### EXTRACT PROVIDED
These horses are not bred for their meat or hair. They are calm companions that serve no other purpose than to provide their owners with rewarding partnerships, whether for fun or sport. Westphalians perform well at the Olympic level and have even won gold medals.

westphalian horse walking
Image Credit: Sabine Hagedorn, Shutterstock

Where Did These Horses Originate From?

These horses originally came from a region called Westphalia in Germany, hence their name. In the early 1800s, efforts were taken to breed cavalry horses, and people in the Rhain area wanted a heavier horse for farming too. So, the existing Westphalian horses were bred with heavy cold-blooded horses, which resulted in a hardy breed that was suitable for the cavalry, riding, and drafting.

As times changed throughout the 20th century, so did demands. People wanted Westphalians that were suitable solely for riding, which meant they needed to be lighter and more agile. Breeders decided to lighten the Westphalian’s build by breeding them with the Hanoverian bloodline.

Although the stud records had been destroyed at this point, breeders relied on their memories and insights to guide the choice of stallions and mares for breeding. Breed inspections resumed in 1946, at which time, new stud records were established.

The modern Westphalian horse has a lineage that includes many horse breeds, including the Hanoverian, the Oldenburg, and the Anglo-Norman. Today, these horses are bred to be highly athletic and sociable, making them great riding companions for intermediate and experienced horse owners.

This horse is bred for riding and competing today, but they have retained many of the abilities and characteristics that they had when they were used for farming. Therefore, this horse breed can be a helpful addition to small-scale farms. They can pull a plow, round up cattle, and help transport lumber when necessary.

That said, many people choose to own a Westphalian simply for companionship or to enhance their equestrian skills. These horses can be kept on private property or housed in rented stables. This makes it possible for people to have a horse even if they do not own a home or have enough property to house them on.

Temperament & Intelligence of the Westphalian Horse

The Westphalian horse is highly athletic and obedient, making them excellent for those who want a riding companion that can confidently compete and show in the ring. These horses are typically simple to train due to their high intelligence. Their docile nature also makes them easy for equestrians of all experience levels to work with. However, they have large strides that create a great deal of movement, which can be tough for beginners to control at first.

Appearance & Varieties

The Westphalian horse comes in a variety of different coat colors and patterns, so there is no set standard to reference. In fact, any color of Westphalian horse can be registered in Germany and North America. However, most Westphalians have black, chestnut, bay, or gray coats. Branding is optional and not required for registration.

These stout, athletic horses have long, strong legs and muscled backs. Their deep chests and long necks give them a noble look. They have straight, short ears, and many have white markings between their eyes. Their tail hair lays long and low, sometimes almost touching the ground.

### SOURCE DATA

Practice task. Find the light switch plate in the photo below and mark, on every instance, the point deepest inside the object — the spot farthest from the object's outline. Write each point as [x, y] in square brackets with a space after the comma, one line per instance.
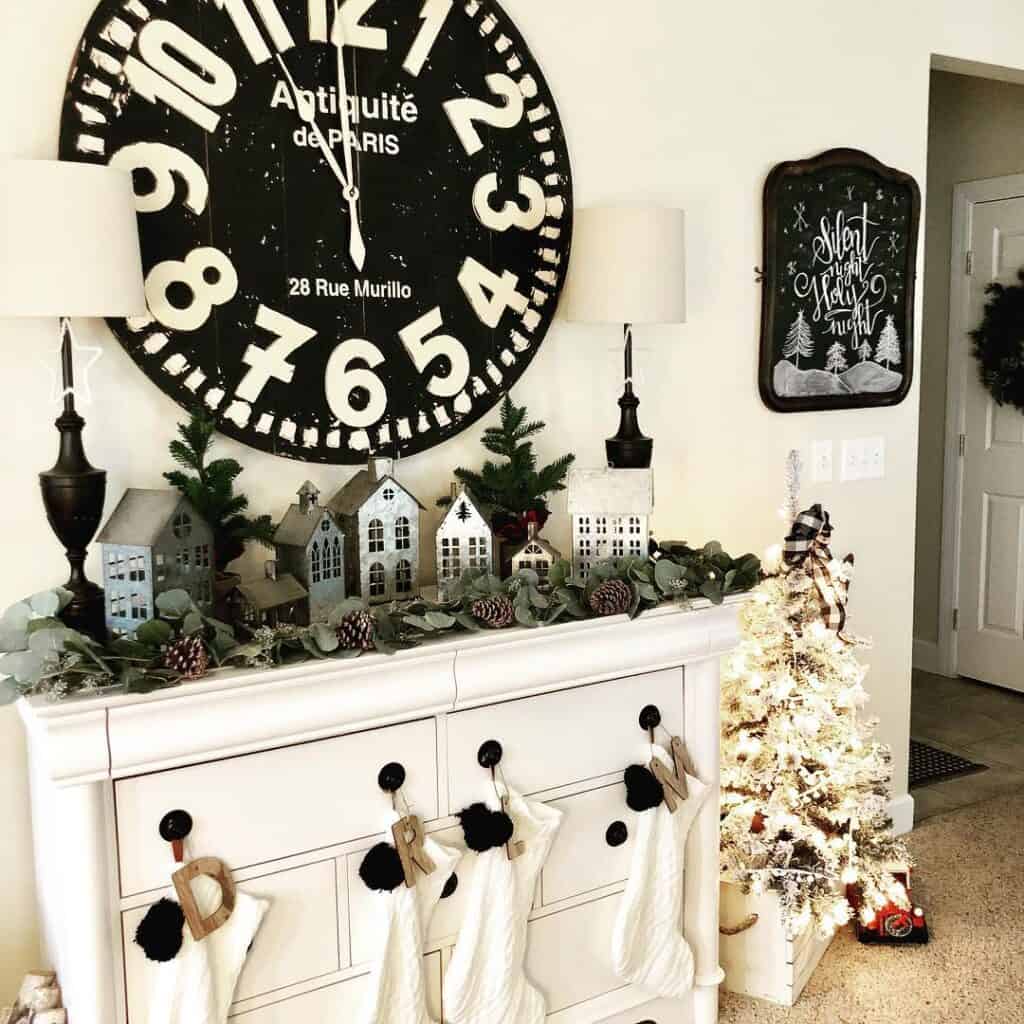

### PROBLEM REQUIREMENTS
From the text above on the Westphalian horse, print the section that starts with "This horse is" and goes on through "house them on.".

### WRITTEN SOLUTION
This horse is bred for riding and competing today, but they have retained many of the abilities and characteristics that they had when they were used for farming. Therefore, this horse breed can be a helpful addition to small-scale farms. They can pull a plow, round up cattle, and help transport lumber when necessary.

That said, many people choose to own a Westphalian simply for companionship or to enhance their equestrian skills. These horses can be kept on private property or housed in rented stables. This makes it possible for people to have a horse even if they do not own a home or have enough property to house them on.